* WHAT YOU NEED TO DO:
Once the images are removed, repeat all of the entries exactly.

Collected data
++++++++++

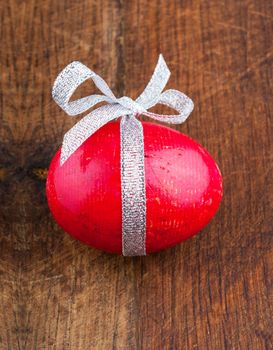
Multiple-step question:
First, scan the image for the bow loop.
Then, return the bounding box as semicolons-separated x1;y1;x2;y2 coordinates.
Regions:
143;89;194;124
52;61;116;116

++++++++++

* ANSWER BOX:
Multiple-step question:
First, scan the image for the bow loop.
Then, return the bounding box as semicolons-separated x1;y1;x2;y2 coordinates.
Regions:
143;89;194;124
52;61;116;116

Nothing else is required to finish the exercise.